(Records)
++++++++++
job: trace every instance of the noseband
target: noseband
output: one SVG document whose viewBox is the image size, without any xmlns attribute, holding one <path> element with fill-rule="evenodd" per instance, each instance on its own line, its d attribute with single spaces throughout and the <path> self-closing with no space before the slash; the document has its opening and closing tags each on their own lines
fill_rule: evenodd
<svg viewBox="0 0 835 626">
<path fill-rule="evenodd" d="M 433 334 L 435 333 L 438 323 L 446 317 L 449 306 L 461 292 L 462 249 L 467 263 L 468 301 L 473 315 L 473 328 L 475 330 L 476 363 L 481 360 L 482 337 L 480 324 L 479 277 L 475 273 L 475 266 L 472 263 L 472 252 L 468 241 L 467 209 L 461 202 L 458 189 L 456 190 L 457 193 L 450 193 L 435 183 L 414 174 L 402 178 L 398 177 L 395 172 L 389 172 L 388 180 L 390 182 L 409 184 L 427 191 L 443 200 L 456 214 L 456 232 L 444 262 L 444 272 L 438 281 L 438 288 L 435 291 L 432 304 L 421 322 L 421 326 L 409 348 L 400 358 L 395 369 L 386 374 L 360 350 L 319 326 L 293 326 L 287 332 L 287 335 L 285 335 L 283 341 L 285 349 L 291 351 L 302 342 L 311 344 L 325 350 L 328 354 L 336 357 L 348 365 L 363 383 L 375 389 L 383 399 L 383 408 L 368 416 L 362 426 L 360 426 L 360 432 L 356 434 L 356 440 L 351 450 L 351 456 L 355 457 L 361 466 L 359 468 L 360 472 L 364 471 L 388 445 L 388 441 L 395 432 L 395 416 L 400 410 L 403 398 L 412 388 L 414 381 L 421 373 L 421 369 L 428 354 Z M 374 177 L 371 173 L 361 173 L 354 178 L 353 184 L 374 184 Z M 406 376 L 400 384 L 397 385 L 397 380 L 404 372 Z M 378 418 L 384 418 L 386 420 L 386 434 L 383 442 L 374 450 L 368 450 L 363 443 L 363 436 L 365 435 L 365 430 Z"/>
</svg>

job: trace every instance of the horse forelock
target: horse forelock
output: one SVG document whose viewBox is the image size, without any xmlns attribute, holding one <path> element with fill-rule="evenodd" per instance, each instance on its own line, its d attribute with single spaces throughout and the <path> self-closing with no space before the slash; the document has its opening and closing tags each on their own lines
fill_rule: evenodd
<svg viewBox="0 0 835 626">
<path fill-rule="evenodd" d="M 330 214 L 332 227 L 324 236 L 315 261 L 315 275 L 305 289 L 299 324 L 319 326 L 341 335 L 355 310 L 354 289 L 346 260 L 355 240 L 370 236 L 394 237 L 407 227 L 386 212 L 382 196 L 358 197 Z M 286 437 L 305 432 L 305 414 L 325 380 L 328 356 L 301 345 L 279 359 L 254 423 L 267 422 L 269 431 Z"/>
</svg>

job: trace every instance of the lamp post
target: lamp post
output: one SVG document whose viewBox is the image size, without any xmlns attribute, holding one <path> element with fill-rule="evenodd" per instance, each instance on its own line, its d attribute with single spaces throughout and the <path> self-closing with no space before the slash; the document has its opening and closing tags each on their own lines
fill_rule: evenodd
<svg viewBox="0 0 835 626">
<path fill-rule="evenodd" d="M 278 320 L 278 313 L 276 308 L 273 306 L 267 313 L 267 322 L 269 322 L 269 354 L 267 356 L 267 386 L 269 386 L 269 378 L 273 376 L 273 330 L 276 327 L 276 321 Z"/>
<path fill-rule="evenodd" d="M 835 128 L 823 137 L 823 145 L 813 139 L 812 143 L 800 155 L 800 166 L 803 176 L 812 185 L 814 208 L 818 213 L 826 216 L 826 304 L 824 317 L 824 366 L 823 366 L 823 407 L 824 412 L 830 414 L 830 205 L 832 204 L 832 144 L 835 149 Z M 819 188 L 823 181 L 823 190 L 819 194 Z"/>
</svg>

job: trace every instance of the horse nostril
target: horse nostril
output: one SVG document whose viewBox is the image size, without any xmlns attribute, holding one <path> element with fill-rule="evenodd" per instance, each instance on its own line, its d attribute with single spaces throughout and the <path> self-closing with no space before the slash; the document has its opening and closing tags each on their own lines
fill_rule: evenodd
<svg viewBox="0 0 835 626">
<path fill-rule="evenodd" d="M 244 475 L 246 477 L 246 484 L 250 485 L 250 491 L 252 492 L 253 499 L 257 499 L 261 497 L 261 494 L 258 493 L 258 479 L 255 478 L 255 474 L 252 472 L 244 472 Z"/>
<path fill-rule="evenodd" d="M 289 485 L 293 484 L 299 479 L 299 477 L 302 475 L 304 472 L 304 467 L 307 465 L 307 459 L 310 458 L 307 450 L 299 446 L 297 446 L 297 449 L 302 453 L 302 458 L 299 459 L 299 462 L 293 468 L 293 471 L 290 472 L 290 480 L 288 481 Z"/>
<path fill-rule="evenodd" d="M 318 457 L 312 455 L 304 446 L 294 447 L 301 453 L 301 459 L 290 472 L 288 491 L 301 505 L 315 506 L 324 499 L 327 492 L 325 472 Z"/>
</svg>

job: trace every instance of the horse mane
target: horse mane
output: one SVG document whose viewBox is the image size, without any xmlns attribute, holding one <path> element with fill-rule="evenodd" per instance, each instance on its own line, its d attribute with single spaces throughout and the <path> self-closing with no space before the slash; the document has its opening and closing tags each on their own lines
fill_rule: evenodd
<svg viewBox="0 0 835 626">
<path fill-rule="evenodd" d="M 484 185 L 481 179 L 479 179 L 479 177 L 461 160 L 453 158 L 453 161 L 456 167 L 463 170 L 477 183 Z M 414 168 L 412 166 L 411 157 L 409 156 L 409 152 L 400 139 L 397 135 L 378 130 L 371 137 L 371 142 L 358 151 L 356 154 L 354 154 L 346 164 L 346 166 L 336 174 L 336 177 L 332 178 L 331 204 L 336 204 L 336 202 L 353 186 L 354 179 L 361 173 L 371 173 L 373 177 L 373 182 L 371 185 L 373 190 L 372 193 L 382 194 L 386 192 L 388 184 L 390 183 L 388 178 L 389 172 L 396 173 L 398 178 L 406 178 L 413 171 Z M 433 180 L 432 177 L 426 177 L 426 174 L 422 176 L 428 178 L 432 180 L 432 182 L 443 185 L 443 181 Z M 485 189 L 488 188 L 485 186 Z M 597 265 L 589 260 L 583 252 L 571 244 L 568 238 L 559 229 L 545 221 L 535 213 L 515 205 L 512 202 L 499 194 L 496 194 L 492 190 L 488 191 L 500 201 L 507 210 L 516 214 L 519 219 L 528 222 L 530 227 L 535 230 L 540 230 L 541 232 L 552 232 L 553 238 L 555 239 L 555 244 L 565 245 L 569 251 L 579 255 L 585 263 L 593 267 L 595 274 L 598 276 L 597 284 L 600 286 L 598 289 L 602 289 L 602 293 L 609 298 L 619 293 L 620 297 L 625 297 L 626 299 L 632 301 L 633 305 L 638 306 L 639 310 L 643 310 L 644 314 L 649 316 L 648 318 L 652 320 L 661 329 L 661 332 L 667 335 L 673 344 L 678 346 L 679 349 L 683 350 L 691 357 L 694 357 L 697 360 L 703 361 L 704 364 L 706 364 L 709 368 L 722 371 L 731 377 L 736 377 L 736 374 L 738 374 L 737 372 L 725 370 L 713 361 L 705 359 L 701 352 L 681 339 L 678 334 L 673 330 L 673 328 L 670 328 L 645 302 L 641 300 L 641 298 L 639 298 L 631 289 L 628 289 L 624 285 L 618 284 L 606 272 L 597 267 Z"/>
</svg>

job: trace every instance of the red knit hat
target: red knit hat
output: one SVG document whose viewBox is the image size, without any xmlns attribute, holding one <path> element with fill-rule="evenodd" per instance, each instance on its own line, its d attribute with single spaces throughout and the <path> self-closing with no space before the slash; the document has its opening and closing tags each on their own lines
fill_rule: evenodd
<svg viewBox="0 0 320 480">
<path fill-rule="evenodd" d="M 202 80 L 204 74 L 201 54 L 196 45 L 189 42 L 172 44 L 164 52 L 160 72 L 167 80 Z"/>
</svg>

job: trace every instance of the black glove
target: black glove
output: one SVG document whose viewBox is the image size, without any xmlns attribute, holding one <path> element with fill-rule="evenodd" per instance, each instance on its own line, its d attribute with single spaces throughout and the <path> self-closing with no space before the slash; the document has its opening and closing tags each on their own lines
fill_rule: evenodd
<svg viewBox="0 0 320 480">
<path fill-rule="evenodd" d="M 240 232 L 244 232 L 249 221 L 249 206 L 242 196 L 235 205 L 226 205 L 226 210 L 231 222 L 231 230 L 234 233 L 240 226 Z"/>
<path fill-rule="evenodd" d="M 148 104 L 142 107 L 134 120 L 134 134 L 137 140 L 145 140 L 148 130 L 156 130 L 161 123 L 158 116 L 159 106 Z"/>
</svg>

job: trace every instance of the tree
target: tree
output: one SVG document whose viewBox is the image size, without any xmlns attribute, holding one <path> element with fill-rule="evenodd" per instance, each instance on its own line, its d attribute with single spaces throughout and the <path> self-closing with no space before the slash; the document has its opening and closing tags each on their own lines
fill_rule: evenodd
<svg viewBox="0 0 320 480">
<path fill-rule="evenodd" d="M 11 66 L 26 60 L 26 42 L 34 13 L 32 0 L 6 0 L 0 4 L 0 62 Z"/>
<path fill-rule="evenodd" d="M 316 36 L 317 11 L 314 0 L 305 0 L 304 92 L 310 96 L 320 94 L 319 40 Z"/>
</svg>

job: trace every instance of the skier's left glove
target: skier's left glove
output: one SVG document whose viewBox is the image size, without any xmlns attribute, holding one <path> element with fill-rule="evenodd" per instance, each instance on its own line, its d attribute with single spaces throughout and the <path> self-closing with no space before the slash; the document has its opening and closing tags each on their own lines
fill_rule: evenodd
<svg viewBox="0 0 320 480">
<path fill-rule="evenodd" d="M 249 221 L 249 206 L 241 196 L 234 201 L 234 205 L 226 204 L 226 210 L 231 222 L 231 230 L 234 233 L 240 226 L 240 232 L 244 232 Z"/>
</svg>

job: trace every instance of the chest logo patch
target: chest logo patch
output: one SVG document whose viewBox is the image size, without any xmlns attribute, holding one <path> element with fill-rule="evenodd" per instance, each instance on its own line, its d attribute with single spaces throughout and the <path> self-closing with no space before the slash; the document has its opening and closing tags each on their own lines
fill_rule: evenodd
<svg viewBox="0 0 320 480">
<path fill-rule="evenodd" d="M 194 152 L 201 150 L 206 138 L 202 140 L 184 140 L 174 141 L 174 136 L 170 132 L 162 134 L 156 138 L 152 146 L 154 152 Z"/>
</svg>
++++++++++
Quote only the lines from the line containing "job: trace every instance of the chest" through the end of the listing, please, keeping both the first and the last line.

SOLVED EXERCISE:
job: trace every instance of the chest logo patch
target: chest logo patch
output: one SVG document whose viewBox is the image size, without any xmlns attribute, holding one <path> element with fill-rule="evenodd" per instance, each instance on its own line, its d attribute with single spaces throughout and the <path> self-closing with no space before the slash; the document has its opening and closing tags each on their own lines
fill_rule: evenodd
<svg viewBox="0 0 320 480">
<path fill-rule="evenodd" d="M 194 152 L 201 150 L 206 138 L 202 140 L 184 140 L 174 141 L 174 136 L 170 132 L 162 134 L 156 138 L 152 146 L 154 152 Z"/>
</svg>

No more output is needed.